WHAT IS BEING ASKED: Copy exactly the last part of the entries, starting from the line with "Practice. Pick out the alley" and including the final line.

DATA FOR THE TASK:
---+---

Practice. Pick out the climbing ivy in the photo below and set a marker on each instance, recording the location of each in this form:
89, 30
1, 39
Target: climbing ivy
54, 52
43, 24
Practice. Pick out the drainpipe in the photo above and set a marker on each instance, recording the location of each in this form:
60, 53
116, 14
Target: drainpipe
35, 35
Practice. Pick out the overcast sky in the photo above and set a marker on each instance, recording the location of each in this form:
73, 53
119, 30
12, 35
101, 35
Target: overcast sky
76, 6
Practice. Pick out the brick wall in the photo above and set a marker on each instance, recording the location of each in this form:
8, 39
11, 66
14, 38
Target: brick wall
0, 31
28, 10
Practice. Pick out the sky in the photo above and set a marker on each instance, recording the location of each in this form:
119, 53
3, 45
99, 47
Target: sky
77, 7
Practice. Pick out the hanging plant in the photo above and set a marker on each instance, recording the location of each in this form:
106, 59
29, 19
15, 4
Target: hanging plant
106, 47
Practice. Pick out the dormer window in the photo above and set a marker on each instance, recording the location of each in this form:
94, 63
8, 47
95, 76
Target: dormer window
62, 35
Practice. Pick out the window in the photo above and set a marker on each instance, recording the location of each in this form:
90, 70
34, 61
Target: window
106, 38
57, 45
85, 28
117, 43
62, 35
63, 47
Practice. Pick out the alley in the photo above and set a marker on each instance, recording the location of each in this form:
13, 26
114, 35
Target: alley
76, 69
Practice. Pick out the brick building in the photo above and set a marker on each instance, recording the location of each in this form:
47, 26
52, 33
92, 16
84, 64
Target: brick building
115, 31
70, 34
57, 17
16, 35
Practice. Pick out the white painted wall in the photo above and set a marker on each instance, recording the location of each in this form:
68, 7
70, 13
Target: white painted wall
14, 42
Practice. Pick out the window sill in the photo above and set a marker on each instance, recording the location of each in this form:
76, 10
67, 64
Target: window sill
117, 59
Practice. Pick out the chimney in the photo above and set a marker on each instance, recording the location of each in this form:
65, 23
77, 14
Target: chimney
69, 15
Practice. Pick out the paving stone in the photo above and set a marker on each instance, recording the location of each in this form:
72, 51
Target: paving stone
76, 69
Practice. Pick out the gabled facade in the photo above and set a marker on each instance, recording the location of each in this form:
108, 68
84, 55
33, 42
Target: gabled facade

---+---

COMPLETED EXERCISE:
Practice. Pick out the alley in the photo above and set a marker on each instance, recording the location of each in this form:
13, 26
114, 35
Target: alley
76, 69
Practice. Pick out the brick building in the photo above and set a marker on each instance, recording the location of each in this form:
47, 26
52, 33
92, 16
84, 64
Target: brick building
115, 31
70, 34
57, 17
16, 35
Practice. Pick out the white painted wall in the photo above and set a marker on each instance, recording the location of each in this form:
68, 7
70, 13
Target: white painted wall
14, 42
Practice. Pick out the window sill in the photo above and set a marker on each instance, recording the location of each in this form:
76, 10
67, 64
Target: window sill
117, 59
Practice. Pick out the chimney in the photo above and set a marker on each instance, recording the location of each in this form:
65, 23
77, 14
Target: chimney
69, 15
Practice. Pick out the paving stone in the photo above and set a marker on each instance, recording the location of each in this form:
72, 51
Target: paving stone
76, 69
Practice. Pick out the gabled facade in the photo above and set a marker on each instance, recording the location of each in this form:
108, 68
84, 55
33, 42
Target: gabled facade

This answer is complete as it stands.